[[ Data records open ]]
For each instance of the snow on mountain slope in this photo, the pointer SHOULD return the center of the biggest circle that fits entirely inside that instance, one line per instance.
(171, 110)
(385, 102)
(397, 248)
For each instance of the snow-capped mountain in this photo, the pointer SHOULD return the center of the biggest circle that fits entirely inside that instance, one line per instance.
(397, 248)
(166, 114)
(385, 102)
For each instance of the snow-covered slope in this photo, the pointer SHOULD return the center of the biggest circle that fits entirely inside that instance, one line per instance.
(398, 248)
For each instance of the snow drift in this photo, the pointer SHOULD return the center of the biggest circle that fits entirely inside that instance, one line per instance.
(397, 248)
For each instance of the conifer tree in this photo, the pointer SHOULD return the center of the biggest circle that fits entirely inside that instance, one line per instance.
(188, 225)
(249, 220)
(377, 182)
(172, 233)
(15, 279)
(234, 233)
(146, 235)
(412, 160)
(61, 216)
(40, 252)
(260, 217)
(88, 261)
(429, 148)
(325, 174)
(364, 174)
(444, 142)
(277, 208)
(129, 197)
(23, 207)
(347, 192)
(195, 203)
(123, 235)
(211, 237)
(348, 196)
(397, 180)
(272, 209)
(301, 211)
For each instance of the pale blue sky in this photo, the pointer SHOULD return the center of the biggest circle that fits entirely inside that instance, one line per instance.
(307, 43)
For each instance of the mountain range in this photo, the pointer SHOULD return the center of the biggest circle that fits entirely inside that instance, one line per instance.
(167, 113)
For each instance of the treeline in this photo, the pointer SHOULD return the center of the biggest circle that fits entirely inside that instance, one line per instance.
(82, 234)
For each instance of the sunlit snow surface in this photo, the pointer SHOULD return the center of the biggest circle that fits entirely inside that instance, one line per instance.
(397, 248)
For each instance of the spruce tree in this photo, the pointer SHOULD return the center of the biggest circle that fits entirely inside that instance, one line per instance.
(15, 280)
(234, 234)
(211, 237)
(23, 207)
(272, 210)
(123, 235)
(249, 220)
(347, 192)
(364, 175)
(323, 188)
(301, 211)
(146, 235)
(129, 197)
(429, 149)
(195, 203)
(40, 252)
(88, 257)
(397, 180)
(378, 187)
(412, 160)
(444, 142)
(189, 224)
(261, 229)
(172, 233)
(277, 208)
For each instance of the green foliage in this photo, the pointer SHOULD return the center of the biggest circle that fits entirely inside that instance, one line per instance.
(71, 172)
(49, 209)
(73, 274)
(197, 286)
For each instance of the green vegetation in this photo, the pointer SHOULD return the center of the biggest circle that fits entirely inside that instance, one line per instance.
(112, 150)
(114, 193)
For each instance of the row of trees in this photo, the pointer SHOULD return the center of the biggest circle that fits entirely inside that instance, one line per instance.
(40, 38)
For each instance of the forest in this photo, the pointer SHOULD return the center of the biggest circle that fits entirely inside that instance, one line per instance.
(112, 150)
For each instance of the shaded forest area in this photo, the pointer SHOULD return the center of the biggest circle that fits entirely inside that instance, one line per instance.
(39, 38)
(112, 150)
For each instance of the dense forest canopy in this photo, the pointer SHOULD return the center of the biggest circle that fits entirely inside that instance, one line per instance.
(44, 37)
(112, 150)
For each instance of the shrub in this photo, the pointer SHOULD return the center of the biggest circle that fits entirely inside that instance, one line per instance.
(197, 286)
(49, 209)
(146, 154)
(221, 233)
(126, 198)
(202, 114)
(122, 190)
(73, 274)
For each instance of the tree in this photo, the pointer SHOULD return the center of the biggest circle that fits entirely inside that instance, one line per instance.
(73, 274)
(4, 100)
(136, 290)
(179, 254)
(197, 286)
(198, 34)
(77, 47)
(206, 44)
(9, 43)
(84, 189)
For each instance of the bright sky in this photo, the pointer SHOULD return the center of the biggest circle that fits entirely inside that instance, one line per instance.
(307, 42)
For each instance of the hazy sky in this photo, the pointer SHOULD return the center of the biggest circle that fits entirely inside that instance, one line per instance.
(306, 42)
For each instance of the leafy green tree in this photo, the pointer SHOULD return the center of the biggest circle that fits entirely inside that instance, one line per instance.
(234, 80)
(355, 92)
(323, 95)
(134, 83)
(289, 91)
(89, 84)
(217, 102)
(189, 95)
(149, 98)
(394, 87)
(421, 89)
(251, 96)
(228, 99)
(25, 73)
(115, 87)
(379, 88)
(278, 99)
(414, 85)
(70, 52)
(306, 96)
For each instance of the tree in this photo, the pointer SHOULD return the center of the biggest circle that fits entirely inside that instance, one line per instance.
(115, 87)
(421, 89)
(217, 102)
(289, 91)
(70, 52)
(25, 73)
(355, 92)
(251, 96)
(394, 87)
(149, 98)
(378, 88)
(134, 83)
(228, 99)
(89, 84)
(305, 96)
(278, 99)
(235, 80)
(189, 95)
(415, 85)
[[ Data records closed ]]
* _Task statement_
In this exercise, repeat the entries above verbatim.

* _Reply_
For each instance of the snow on mountain slope in this photo, the pointer SHOULD return the center of the biggest circle that fits entirely inside that instance, one line per instance.
(171, 110)
(385, 102)
(397, 248)
For each instance of the snow-capped mountain in this photo, the pointer SHOULD return the center of the biggest circle that fits entirely inside that instance, one line per instance.
(397, 248)
(166, 114)
(385, 102)
For each instance of the snow-covered slope in this photo, the pointer SHOULD return the center of the biggest circle that fits entirely inside that instance, one line per instance.
(398, 248)
For each instance of the snow drift in this photo, the pointer SHOULD return the center of the biggest circle that fits entirely inside that instance, one line per instance.
(397, 248)
For each instance of the conifer tree in this photo, the pointer SHOULD return the center of the biggest circle that fits entirely inside that instance, one line per instance.
(188, 225)
(249, 220)
(377, 182)
(172, 233)
(15, 279)
(234, 233)
(146, 235)
(412, 160)
(61, 216)
(40, 252)
(260, 217)
(88, 261)
(429, 148)
(325, 174)
(364, 174)
(444, 142)
(277, 208)
(129, 197)
(23, 207)
(347, 192)
(195, 203)
(123, 235)
(211, 237)
(348, 196)
(397, 180)
(272, 209)
(301, 211)
For each instance of the pale blue sky in this photo, the pointer SHOULD return the center of the biggest circle that fits entirely inside that instance, one line per instance.
(307, 43)
For each instance of the mountain range in this photo, the pointer SHOULD return the center of the biggest circle that fits entirely inside that instance, one line per instance.
(167, 113)
For each instance of the treeline in this photo, the pointer SHOULD return the center of the biggest circle that fits entirely inside that instance, one line per instance.
(82, 234)
For each instance of the sunlit snow surface in this photo, the pointer SHOULD return the center of the biggest circle that fits entirely inside that instance, one line per instance.
(397, 248)
For each instance of the spruce tree in this photo, the pointer SHOULD return the center of the biggest circle that fits entirely inside that instance, one line per instance.
(15, 280)
(234, 234)
(211, 237)
(23, 207)
(272, 210)
(123, 235)
(249, 220)
(347, 192)
(364, 175)
(323, 188)
(301, 211)
(146, 235)
(129, 197)
(429, 149)
(195, 203)
(40, 252)
(88, 257)
(397, 180)
(378, 187)
(412, 160)
(444, 142)
(189, 224)
(261, 229)
(172, 233)
(277, 208)
For each instance of the green foliage in this photo, the pointer SHOULD return the center of the biggest circle that fits entirely inside that instance, one line per instance.
(71, 172)
(49, 209)
(73, 274)
(197, 286)
For each instance of the green vegetation in this photo, the pointer SHOULD return the center of the biggest circle that fits entirely inside that instance, one line per instance.
(112, 150)
(114, 193)
For each instance of the row of trees in this photo, the pointer SHOULD return the center of the biggest circle that fits entirely inside that instance, one line per instance.
(40, 38)
For each instance of the forest in this photo, the pointer SHOULD return the center of the biggest circle that fits entirely inside that instance, one line per instance.
(112, 150)
For each instance of the shaded forest area in this photo, the pointer SHOULD return the center of the biggest circle that fits entirely inside that instance, one line per instance.
(39, 38)
(112, 150)
For each instance of the dense forest canopy in this photo, the pointer SHOULD return the center of the biggest circle that fits entirely inside that instance, one line per instance.
(44, 37)
(112, 150)
For each instance of the shrub in this photo, the pointer SHOULD return the center of the biggest circle that fits entirely inside that instance, one line per instance.
(197, 286)
(49, 209)
(146, 154)
(221, 233)
(126, 198)
(202, 114)
(122, 190)
(73, 274)
For each instance of the tree in this photo, the pointer SHOULD return the center of the biggest circle that fits entirely inside that instance, one line per instance.
(73, 274)
(4, 100)
(136, 290)
(179, 254)
(197, 286)
(198, 34)
(77, 47)
(206, 44)
(9, 43)
(84, 189)
For each instance of the bright sky in this photo, the pointer SHOULD return the center of the biggest circle that fits entirely inside that instance, one line per instance.
(307, 42)
For each instance of the hazy sky in this photo, the pointer SHOULD return the center of the biggest circle that fits entirely inside that instance, one line per instance.
(306, 42)
For each instance of the leafy green tree in this photo, the pointer SHOULD return the center of the biggest circle that fits entirely inside that instance, one line per instance.
(234, 80)
(355, 92)
(323, 95)
(134, 83)
(289, 91)
(89, 84)
(217, 102)
(189, 95)
(149, 98)
(394, 87)
(421, 89)
(251, 96)
(228, 99)
(25, 73)
(115, 87)
(379, 88)
(278, 99)
(414, 85)
(70, 52)
(306, 96)
For each instance of the tree in this photo, the pointer SHOULD return the center of the biggest circle that fits entirely inside that instance, one line per instance.
(115, 87)
(421, 89)
(217, 102)
(289, 91)
(70, 52)
(25, 73)
(355, 92)
(251, 96)
(394, 87)
(149, 98)
(378, 88)
(134, 83)
(228, 99)
(89, 84)
(305, 96)
(278, 99)
(235, 80)
(189, 95)
(415, 85)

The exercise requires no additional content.